+++ Provided entries

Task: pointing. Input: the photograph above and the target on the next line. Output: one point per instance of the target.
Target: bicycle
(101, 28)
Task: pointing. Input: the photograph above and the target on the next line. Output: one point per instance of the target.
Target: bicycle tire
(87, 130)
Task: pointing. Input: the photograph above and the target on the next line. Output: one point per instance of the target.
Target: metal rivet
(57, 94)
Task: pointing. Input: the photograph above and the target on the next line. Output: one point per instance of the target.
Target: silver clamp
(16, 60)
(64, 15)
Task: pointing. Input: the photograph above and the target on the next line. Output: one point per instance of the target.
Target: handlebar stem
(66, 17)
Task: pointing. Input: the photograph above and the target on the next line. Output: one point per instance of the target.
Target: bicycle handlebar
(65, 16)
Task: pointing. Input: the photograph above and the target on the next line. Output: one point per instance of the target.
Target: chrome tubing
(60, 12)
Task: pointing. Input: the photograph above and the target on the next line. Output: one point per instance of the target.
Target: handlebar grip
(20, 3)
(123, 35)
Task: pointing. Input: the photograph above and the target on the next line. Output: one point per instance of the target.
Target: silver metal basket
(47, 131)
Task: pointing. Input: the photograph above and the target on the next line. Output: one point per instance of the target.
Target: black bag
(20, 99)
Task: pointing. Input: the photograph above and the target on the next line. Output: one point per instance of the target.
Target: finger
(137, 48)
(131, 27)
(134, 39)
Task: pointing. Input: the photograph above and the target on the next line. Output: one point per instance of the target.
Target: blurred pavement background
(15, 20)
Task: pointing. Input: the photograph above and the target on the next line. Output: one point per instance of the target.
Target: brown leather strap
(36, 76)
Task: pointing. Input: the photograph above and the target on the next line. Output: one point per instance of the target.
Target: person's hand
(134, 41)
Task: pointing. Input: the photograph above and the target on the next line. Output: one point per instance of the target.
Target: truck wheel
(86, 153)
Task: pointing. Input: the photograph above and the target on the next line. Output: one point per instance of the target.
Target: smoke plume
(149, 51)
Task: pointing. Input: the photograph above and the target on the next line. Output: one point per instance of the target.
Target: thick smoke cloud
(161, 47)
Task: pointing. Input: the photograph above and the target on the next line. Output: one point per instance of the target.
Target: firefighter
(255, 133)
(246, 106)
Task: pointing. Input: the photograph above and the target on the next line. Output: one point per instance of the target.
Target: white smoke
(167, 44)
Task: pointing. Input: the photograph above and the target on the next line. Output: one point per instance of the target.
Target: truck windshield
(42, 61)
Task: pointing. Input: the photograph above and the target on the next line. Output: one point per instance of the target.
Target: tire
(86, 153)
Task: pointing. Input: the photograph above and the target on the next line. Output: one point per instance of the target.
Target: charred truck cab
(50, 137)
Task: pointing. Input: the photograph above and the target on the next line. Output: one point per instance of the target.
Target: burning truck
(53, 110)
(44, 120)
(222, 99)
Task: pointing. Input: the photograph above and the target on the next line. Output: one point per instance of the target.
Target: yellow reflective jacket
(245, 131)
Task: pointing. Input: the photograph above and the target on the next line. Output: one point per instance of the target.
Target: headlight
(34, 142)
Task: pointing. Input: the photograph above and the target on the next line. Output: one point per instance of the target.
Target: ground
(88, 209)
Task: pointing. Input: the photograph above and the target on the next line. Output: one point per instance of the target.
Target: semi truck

++++++

(Task description): For each line in the data, set it down again exactly.

(Response to the task):
Task: pointing. Input: the photograph above and the target on the next line. Output: one point per instance of the target.
Target: bicycle
(101, 28)
Task: pointing. Input: the photograph above and the target on the next line. Output: one point per instance of the target.
Target: bicycle tire
(87, 130)
Task: pointing. Input: the photograph above and the target on the next line. Output: one point per instance of the target.
Target: metal rivet
(57, 94)
Task: pointing. Input: the photograph above and the target on the next line. Output: one point per instance of the target.
Target: silver clamp
(16, 60)
(64, 15)
Task: pointing. Input: the photograph above and the target on the next line. Output: one point per instance of the target.
Target: handlebar stem
(66, 17)
Task: pointing. Input: the photograph above and the target on the next line. Output: one point per instance of the target.
Target: bicycle handlebar
(65, 16)
Task: pointing. Input: the photograph above and the target on the next line. Output: one point per instance of the target.
Target: chrome tubing
(60, 12)
Task: pointing. Input: the photograph above and the target on the next line. Output: one point per instance of the target.
Target: handlebar grip
(20, 3)
(123, 35)
Task: pointing. Input: the photograph above and the target on the next line. Output: one point per instance of the target.
Target: silver metal basket
(47, 131)
Task: pointing. Input: the photograph above and the target on the next line. Output: one point per instance of the target.
Target: black bag
(20, 99)
Task: pointing. Input: the photograph above and the target on the next line. Output: one point per instance of the target.
Target: finger
(137, 48)
(131, 27)
(134, 39)
Task: pointing. Input: the photograph above and the target on the next line. Output: one point per instance of the target.
Target: blurred pavement background
(15, 20)
Task: pointing. Input: the photograph above and the target on the next line. Output: one point per instance of the target.
Target: brown leather strap
(36, 76)
Task: pointing. Input: the photograph above and the target on the next line. Output: one point per instance of the target.
Target: person's hand
(134, 41)
Task: pointing. Input: the photograph above and the target on the next line. Output: one point per instance of the target.
Target: truck wheel
(86, 153)
Task: pointing. Input: the photograph above and the target on the next line. Output: one point per instance of the target.
Target: smoke plume
(149, 51)
Task: pointing. Input: the photograph above and the target on the next line. Output: one point per instance of the target.
Target: thick smoke cloud
(161, 47)
Task: pointing. Input: the photograph above and the target on the next line. Output: one point per instance of the target.
Target: firefighter
(255, 133)
(246, 106)
Task: pointing. Input: the photograph above and the target on the next line. Output: one point per instance of the target.
Target: white smoke
(167, 44)
Task: pointing. Input: the photograph above and the target on the next line. Output: one point per instance of the target.
Target: truck windshield
(42, 61)
Task: pointing. Input: the photograph above and the target on the next line. Output: one point per instance of the target.
Target: tire
(86, 153)
Task: pointing. Input: the photograph above and the target on the next line. Output: one point per instance of the target.
Target: charred truck cab
(50, 137)
Task: pointing. Input: the photograph above and the target on the next line. Output: one point per instance of the target.
Target: burning truck
(53, 110)
(44, 120)
(222, 99)
Task: pointing. Input: the photograph above and the target on the next line. Output: one point per instance of the target.
Target: yellow reflective jacket
(245, 131)
Task: pointing. Input: the photograph above and the target on the next line. Output: one point per instance of the target.
Target: headlight
(34, 142)
Task: pointing. Input: the photograph above and the target on the next line. Output: one point per instance of the target.
Target: ground
(88, 209)
Task: pointing. Input: the photograph above and the target on the next line. Output: one point per instance of the target.
Target: semi truck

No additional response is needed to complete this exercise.